Stored data entries:
########################################

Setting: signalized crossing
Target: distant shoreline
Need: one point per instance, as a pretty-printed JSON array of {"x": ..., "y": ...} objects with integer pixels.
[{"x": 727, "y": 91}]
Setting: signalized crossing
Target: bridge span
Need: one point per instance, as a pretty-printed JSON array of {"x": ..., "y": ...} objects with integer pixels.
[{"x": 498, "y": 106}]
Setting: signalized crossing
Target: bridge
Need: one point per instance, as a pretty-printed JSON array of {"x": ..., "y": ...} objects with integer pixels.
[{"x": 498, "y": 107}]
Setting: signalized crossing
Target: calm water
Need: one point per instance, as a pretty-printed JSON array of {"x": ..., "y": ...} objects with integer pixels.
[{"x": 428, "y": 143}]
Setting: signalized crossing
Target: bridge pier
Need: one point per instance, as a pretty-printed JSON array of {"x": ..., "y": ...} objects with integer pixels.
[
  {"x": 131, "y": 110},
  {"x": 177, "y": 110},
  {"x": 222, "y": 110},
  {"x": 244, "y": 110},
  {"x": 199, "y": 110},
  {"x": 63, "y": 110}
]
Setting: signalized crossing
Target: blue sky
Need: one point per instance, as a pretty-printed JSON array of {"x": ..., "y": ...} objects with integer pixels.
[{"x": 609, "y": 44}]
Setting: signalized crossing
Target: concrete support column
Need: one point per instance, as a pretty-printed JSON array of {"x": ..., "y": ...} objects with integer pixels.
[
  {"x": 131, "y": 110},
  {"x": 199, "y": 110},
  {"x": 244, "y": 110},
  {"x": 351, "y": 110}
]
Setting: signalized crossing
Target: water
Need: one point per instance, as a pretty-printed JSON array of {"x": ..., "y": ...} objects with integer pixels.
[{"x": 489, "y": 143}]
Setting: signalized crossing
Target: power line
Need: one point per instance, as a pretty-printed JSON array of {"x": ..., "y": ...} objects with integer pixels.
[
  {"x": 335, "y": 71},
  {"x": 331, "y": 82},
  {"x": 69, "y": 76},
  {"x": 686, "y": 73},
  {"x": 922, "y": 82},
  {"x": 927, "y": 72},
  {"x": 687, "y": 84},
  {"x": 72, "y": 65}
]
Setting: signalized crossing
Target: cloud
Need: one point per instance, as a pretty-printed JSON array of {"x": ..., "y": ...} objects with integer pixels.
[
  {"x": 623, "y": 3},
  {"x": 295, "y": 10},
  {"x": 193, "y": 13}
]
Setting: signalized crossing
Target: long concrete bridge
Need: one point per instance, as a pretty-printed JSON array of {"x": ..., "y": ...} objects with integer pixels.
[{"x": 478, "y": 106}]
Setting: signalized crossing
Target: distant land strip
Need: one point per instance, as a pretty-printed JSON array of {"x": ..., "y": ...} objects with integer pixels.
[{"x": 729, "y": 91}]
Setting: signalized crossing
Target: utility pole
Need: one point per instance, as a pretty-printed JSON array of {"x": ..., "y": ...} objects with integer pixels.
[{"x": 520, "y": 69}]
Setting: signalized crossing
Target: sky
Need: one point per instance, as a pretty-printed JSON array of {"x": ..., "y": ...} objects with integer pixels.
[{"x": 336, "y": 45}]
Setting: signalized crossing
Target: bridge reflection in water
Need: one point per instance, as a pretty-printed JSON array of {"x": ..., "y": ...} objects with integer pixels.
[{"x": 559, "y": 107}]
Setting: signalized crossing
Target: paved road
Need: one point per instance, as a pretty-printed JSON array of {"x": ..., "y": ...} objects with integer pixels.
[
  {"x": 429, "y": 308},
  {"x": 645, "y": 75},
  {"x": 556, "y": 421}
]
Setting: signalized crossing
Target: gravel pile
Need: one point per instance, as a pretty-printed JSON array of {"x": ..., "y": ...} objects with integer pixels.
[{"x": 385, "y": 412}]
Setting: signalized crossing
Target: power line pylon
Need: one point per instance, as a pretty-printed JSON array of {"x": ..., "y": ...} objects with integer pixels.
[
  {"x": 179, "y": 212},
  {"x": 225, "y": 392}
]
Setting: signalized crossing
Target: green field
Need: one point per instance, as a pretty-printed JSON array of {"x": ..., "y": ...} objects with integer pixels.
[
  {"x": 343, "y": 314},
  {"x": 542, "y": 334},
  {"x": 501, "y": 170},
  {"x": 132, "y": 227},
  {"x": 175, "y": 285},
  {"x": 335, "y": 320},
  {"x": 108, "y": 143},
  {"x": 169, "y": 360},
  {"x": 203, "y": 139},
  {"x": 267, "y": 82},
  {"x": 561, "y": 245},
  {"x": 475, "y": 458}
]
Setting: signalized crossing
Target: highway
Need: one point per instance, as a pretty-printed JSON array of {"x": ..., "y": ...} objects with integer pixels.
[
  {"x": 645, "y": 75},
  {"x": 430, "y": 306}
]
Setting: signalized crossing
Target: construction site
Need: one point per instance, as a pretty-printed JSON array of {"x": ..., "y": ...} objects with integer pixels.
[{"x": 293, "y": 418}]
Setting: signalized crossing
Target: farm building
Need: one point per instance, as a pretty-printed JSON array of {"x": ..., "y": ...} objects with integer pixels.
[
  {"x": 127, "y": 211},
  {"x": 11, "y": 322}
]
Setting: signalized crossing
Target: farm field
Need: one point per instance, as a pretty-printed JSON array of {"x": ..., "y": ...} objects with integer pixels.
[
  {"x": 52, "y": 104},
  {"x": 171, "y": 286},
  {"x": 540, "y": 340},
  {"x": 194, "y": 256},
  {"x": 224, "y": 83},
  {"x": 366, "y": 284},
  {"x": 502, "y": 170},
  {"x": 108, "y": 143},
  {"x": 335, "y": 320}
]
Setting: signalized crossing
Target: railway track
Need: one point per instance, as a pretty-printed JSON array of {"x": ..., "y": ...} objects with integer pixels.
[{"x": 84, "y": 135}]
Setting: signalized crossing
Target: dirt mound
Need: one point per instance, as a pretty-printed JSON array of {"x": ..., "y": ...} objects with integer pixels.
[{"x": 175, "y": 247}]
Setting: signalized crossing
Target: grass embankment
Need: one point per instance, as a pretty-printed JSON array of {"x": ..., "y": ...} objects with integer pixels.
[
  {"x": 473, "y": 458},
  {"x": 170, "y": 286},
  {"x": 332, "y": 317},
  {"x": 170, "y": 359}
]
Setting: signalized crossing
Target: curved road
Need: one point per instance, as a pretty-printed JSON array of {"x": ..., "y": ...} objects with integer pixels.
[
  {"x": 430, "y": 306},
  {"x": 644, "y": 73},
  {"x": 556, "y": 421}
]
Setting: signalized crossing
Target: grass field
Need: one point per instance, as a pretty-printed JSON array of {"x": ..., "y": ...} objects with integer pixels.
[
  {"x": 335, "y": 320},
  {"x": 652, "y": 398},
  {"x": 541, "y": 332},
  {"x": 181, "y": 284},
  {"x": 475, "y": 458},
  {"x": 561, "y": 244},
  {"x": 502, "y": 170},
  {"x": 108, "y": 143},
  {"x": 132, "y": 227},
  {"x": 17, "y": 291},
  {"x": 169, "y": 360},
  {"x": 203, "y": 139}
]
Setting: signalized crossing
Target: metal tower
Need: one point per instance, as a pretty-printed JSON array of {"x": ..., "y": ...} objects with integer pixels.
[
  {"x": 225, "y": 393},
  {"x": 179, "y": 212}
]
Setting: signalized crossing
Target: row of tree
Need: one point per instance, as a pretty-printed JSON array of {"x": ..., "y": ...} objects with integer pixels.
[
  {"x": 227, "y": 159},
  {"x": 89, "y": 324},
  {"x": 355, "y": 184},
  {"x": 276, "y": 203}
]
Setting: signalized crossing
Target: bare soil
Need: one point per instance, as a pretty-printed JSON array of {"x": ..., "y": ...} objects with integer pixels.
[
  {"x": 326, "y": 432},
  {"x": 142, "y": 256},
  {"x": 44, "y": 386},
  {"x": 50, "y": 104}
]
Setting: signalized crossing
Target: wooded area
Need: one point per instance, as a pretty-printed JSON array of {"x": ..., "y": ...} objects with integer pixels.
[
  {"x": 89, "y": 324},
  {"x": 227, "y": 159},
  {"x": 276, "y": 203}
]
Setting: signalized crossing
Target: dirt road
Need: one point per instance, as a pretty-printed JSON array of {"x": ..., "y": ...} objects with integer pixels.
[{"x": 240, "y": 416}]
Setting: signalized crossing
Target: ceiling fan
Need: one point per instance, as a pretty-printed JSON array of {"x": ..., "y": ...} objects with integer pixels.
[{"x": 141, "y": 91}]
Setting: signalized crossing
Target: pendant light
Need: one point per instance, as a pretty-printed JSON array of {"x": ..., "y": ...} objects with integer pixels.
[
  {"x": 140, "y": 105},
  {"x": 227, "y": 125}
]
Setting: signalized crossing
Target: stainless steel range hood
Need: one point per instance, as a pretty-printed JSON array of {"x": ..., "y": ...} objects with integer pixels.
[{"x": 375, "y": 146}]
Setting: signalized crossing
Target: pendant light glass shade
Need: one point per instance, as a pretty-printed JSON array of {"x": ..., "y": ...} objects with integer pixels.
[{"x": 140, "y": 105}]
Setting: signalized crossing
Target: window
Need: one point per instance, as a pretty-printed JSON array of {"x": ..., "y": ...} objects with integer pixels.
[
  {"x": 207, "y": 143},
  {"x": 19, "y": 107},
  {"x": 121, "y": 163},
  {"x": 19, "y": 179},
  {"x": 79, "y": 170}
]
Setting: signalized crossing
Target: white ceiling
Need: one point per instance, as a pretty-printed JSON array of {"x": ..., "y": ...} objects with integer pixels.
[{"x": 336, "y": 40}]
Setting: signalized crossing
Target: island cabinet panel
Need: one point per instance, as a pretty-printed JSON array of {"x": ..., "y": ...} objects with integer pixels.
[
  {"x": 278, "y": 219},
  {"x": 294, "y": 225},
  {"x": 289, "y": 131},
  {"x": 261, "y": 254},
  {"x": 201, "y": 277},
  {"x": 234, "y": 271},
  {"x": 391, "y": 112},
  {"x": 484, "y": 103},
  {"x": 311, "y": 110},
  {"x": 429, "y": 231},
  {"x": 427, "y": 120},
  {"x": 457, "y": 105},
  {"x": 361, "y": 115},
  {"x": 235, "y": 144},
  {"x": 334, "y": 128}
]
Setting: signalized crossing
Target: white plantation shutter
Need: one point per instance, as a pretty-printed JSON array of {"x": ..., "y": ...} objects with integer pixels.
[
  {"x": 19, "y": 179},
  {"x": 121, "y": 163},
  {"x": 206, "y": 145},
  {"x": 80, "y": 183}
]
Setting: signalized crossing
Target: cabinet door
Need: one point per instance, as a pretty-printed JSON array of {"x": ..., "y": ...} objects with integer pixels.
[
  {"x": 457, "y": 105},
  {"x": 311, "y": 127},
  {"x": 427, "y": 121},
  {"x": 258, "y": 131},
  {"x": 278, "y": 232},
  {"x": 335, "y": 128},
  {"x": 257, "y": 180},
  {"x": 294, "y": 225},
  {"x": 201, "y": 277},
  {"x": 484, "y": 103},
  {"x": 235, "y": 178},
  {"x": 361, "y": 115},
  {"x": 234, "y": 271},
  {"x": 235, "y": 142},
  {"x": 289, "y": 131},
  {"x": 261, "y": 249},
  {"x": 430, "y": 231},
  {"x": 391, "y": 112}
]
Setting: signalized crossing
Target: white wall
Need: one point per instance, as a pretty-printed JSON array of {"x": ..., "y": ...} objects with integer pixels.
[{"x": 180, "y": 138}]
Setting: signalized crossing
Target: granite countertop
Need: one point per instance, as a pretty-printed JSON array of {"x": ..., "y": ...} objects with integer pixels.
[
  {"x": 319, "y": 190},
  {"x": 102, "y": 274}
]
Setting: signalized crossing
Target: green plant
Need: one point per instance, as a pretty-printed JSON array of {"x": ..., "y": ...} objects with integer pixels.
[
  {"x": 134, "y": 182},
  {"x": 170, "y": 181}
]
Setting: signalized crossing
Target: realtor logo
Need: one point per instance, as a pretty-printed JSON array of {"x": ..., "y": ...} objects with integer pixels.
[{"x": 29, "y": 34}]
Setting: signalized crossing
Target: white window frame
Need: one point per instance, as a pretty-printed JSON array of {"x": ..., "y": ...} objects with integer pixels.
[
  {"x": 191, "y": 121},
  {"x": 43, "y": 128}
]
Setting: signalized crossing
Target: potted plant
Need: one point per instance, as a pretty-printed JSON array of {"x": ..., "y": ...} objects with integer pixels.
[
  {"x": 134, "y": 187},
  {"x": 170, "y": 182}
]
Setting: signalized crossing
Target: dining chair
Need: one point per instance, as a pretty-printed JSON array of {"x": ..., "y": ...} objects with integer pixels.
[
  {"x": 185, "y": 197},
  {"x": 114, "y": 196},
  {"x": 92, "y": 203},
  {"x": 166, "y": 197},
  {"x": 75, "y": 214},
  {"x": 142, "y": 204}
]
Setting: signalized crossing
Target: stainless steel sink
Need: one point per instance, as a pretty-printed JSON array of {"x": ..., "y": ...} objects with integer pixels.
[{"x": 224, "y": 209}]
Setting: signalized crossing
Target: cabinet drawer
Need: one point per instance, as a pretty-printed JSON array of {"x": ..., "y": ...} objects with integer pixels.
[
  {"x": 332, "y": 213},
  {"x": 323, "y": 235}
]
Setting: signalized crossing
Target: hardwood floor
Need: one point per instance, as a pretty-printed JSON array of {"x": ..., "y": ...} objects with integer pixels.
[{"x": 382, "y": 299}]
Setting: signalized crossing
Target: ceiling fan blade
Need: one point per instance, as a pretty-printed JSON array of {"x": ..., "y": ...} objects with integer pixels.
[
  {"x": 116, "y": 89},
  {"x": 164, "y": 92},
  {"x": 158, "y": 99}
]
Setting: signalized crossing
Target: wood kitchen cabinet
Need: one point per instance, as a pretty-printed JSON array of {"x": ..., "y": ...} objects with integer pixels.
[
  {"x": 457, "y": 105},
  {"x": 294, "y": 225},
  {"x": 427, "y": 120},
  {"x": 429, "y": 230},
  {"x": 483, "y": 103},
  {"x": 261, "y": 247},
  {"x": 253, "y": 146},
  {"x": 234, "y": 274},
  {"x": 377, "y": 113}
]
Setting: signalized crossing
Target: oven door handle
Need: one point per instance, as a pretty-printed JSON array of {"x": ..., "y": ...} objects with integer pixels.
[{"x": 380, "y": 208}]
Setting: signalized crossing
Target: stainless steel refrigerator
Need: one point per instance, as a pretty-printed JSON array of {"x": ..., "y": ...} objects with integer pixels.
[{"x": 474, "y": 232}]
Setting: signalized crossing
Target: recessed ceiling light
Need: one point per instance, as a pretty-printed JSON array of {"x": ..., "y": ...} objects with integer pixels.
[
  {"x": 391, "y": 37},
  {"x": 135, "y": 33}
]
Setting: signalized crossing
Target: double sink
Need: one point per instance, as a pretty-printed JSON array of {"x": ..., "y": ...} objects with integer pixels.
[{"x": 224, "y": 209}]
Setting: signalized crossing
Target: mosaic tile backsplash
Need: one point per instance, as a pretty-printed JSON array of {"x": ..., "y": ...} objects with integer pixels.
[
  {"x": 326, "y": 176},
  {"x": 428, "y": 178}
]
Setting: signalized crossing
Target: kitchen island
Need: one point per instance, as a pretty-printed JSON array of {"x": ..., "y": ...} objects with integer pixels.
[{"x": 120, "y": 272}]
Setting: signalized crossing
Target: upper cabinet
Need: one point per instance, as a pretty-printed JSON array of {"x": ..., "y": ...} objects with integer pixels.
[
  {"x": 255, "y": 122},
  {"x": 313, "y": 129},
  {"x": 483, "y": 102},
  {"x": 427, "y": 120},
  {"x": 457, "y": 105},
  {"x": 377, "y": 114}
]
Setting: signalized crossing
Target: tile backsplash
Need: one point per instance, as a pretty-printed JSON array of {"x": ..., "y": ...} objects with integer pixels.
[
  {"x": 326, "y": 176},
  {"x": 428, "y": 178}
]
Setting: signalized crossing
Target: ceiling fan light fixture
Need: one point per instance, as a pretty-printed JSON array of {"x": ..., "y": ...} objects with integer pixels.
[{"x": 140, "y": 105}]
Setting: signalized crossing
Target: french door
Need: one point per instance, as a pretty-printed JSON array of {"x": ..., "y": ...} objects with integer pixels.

########################################

DIRECTIONS: After locating the line with "Target: white ceiling" above, return that line and every later line through the one with "Target: cabinet door", word for word and with nothing else.

ANSWER BOX:
Target: white ceiling
Need: one point per instance, as a pretty-printed JSON array of {"x": ..., "y": ...} objects with integer pixels.
[{"x": 336, "y": 40}]
Setting: signalized crossing
Target: island cabinet panel
Need: one point per instance, as a pretty-printed JSON array of {"x": ..., "y": ...} objects with integer pixels.
[
  {"x": 278, "y": 219},
  {"x": 294, "y": 225},
  {"x": 289, "y": 131},
  {"x": 261, "y": 254},
  {"x": 201, "y": 277},
  {"x": 234, "y": 271},
  {"x": 391, "y": 112},
  {"x": 484, "y": 103},
  {"x": 311, "y": 110},
  {"x": 429, "y": 231},
  {"x": 427, "y": 120},
  {"x": 457, "y": 105},
  {"x": 361, "y": 115},
  {"x": 235, "y": 144},
  {"x": 334, "y": 128}
]
Setting: signalized crossing
Target: white plantation shutter
Need: one point per instance, as a pretty-printed JSON array of {"x": ..., "y": ...} objects with integer pixels.
[
  {"x": 19, "y": 179},
  {"x": 121, "y": 163},
  {"x": 206, "y": 145},
  {"x": 80, "y": 183}
]
Setting: signalized crossing
Target: cabinet door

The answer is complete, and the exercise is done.